▼▼▼

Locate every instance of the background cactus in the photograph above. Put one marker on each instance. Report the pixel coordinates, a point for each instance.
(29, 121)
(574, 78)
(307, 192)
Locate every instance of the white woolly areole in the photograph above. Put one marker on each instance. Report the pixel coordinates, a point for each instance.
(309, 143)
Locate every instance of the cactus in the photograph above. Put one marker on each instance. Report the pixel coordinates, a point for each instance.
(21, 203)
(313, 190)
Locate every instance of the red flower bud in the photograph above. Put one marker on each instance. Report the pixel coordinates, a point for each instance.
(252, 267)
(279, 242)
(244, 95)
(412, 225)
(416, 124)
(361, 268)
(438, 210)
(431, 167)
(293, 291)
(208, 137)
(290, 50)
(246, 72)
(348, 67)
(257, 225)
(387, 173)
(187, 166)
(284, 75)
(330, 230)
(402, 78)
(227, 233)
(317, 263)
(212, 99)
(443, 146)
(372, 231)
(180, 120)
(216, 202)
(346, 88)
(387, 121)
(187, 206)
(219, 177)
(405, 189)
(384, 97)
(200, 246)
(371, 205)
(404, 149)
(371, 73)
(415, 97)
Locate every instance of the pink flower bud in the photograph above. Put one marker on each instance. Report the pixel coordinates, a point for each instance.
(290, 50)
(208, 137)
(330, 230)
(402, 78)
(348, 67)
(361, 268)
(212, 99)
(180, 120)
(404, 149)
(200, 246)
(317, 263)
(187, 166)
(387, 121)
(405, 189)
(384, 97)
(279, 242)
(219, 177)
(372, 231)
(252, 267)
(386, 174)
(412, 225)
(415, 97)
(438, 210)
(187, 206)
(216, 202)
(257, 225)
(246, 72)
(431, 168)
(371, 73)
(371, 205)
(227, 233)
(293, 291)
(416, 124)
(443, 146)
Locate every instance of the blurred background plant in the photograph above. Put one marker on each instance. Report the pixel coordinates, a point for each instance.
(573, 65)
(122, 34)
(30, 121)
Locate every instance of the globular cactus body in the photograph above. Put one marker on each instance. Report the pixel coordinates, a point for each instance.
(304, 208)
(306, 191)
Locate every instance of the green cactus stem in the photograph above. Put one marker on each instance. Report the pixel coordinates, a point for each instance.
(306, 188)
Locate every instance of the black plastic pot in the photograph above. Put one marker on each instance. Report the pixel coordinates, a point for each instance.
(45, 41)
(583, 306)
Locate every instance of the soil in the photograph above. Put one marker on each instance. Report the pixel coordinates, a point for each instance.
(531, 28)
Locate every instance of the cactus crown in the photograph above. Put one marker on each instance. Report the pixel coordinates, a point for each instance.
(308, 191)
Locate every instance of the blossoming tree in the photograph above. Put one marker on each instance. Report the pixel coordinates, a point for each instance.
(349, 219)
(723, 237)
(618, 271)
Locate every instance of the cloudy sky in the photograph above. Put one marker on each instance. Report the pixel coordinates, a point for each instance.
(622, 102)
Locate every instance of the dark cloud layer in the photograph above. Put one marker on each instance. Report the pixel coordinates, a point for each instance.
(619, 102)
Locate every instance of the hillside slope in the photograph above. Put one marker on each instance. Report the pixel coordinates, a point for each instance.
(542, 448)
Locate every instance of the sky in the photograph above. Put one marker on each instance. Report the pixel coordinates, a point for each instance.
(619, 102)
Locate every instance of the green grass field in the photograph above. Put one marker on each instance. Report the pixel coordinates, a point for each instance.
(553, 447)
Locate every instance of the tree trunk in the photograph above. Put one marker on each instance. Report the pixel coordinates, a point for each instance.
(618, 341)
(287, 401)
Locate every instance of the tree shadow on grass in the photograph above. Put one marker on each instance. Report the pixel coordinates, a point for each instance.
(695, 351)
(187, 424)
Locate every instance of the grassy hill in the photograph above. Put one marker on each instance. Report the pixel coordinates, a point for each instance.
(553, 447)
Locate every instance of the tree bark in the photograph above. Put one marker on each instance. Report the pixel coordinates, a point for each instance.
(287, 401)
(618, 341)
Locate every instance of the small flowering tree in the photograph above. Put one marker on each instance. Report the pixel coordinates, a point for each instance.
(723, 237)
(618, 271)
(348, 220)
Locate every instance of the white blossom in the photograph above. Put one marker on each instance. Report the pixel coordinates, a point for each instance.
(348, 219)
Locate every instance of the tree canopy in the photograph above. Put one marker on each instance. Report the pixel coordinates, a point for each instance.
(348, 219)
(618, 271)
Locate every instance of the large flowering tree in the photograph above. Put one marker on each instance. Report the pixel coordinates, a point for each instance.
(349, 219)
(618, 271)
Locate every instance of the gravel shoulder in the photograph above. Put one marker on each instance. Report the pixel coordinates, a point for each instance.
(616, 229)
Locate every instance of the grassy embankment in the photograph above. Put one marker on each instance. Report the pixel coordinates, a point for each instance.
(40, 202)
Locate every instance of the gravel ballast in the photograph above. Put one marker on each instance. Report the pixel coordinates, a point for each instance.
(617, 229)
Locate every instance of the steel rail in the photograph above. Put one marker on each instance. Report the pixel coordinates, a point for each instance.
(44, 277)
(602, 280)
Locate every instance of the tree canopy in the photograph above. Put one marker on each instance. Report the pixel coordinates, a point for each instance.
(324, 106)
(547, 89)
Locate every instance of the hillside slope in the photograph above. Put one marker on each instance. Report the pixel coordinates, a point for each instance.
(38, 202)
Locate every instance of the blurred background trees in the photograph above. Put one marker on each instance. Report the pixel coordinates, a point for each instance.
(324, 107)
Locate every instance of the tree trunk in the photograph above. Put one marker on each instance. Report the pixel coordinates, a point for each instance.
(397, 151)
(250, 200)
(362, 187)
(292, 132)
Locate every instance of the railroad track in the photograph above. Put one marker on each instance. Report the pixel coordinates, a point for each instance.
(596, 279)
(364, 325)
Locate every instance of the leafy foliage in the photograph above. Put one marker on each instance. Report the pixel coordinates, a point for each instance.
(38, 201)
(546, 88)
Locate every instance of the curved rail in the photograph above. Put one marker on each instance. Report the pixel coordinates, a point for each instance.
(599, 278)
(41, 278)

▲▲▲

## WHAT YOU NEED TO DO
Type out the whole listing above again, exactly as it stands.

## ANSWER TO THE TASK
Locate every instance of the background cactus in the photograph above. Put one marker on each instance. Report the pixel coordinates, a point for each instance.
(29, 121)
(574, 78)
(307, 192)
Locate every instance of the white woolly areole in the photograph above. Put one marker on each instance. Report the pixel coordinates, a point for each instance.
(309, 143)
Locate every instance of the cactus in the photograph above. Put one marker on each instance. Report the pixel coordinates, a point for each instance.
(21, 203)
(313, 190)
Locate every instance of the red flower bud in the photograph above. Put one marker on each instance. Report the pixel coordinates, a point for each instance.
(252, 267)
(279, 242)
(244, 95)
(412, 225)
(416, 124)
(361, 268)
(438, 210)
(431, 167)
(293, 291)
(208, 137)
(290, 50)
(246, 72)
(348, 67)
(257, 225)
(387, 173)
(187, 166)
(284, 75)
(330, 230)
(402, 78)
(227, 233)
(317, 263)
(212, 99)
(443, 146)
(372, 231)
(180, 120)
(216, 202)
(346, 88)
(387, 121)
(187, 206)
(219, 177)
(405, 189)
(384, 97)
(200, 246)
(371, 205)
(404, 149)
(371, 73)
(415, 97)
Locate every instance of the pink flower bud in the photograph above. Put one marker on each instance. Report the pixel coordinates, a point for each instance.
(290, 50)
(208, 137)
(330, 230)
(402, 78)
(348, 67)
(361, 268)
(212, 99)
(180, 120)
(404, 149)
(200, 246)
(317, 263)
(187, 166)
(387, 121)
(405, 189)
(384, 97)
(279, 242)
(219, 177)
(372, 231)
(252, 267)
(386, 174)
(412, 225)
(415, 97)
(438, 210)
(187, 206)
(216, 202)
(257, 225)
(246, 72)
(431, 168)
(371, 73)
(371, 205)
(227, 233)
(293, 291)
(416, 124)
(443, 146)
Locate every instance of the blurred background plant in the photograph above. Put one marker on each instance. Report the pixel coordinates, a point for each instance.
(573, 65)
(122, 34)
(30, 121)
Locate every instance of the globular cactus body in the photograph above. Put one marker on each instance. Report the pixel coordinates, a point for each instance.
(304, 208)
(306, 191)
Locate every instance of the green cactus stem in the photograph above. Put one marker on each instance. Report the pixel coordinates, a point for each instance.
(306, 188)
Locate every instance of the black plastic pot in the photograph above. Put one marker on each instance. Report the pixel coordinates, a point for each instance.
(45, 41)
(583, 306)
Locate every instance of the soil in the photograph above. Put one marker on each instance. Report the pixel coordinates, a point for each instance.
(531, 28)
Locate every instance of the cactus crown in the photograph above. Put one marker on each instance. Report the pixel coordinates, a point for each instance.
(308, 191)
Locate every instance of the blossoming tree in the photograph above. Put one marker on each instance. Report the pixel coordinates, a point for each instance.
(349, 219)
(723, 237)
(618, 271)
Locate every instance of the cloudy sky in the photograph above. Put one marker on each instance. Report the pixel coordinates, a point for each instance.
(622, 102)
Locate every instance of the dark cloud layer in the photograph above. Put one marker on each instance. Report the pixel coordinates, a point for each instance.
(619, 102)
Locate every instance of the hillside slope in the photograph above. Put one marker on each instance. Report the pixel coordinates, a point for each instance.
(542, 448)
Locate every instance of the sky in the photograph above. Put one marker on each instance. Report the pixel coordinates, a point for each instance.
(619, 102)
Locate every instance of the green grass field in the photograph above. Put one marker on each instance. Report the pixel coordinates, a point for each instance.
(553, 447)
Locate every instance of the tree trunk in the photograph above. Put one marker on each instance. Report the pixel coordinates, a point for each instance.
(618, 341)
(287, 401)
Locate every instance of the tree shadow on grass in the photograph above. Put one marker on each instance. Report the pixel coordinates, a point for each instance.
(695, 351)
(187, 424)
Locate every instance of the grassy hill in the photograph above. Put one marker on each instance. Report the pixel coordinates, a point for each instance.
(553, 447)
Locate every instance of the tree bark in the photograph above. Put one marker on each instance. Report the pixel coordinates, a point for each instance.
(287, 401)
(618, 341)
Locate every instance of the small flowering tree in the photograph above. Put one marker on each instance. Report the pixel coordinates, a point for each instance.
(723, 237)
(618, 271)
(348, 220)
Locate every instance of the white blossom in the photograph above. Put one marker on each instance. Report the pixel coordinates, a point for each instance.
(348, 219)
Locate every instance of the tree canopy in the photograph above. Put one marker on each instance. Report the pixel coordinates, a point for each instance.
(348, 219)
(618, 271)
Locate every instance of the large flowering tree in the photograph above. Put one marker on each instance. Report the pixel coordinates, a point for each instance.
(349, 219)
(618, 271)
Locate every instance of the gravel shoulder in the photograph above. Put one marker on each instance. Report the pixel coordinates, a point for each instance.
(616, 229)
Locate every instance of the grassy embankment in the photograph above. Put one marker on each instance. Report the pixel coordinates, a point for each instance.
(40, 202)
Locate every instance of the gravel ballast in the photograph above. Put one marker on each instance. Report the pixel coordinates, a point for each instance.
(617, 229)
Locate every instance of the steel rail in the photograph above. Put one marker on each instance. Report the pixel coordinates, a point for each instance.
(44, 277)
(602, 280)
Locate every instance of the tree canopy in the photograph above. Put one marker on each instance. Report the pixel coordinates, a point for each instance.
(324, 106)
(547, 89)
Locate every instance of the hillside slope in the photograph above. Put one marker on each instance. Report the pixel coordinates, a point for each instance.
(38, 202)
Locate every instance of the blurred background trees in the photograph above. Put one marker on each instance. Report the pixel coordinates, a point for each instance.
(324, 107)
Locate every instance of the tree trunk in the photograph above. Put one marker on each instance. Report the pixel coordinates, a point for each instance.
(397, 151)
(250, 200)
(362, 187)
(292, 132)
Locate every instance of the railroad track in the photograph above. Put one marker on each instance. Report the pixel coordinates, a point for each instance.
(596, 279)
(364, 325)
Locate every instance of the leafy foliage in the photograph above. Put one marker on each instance. Report the pixel coordinates, a point for each instance.
(38, 201)
(546, 88)
Locate every instance of the curved rail in the photograph above. Put one marker on each instance. Report the pixel coordinates, a point for each instance.
(599, 278)
(41, 278)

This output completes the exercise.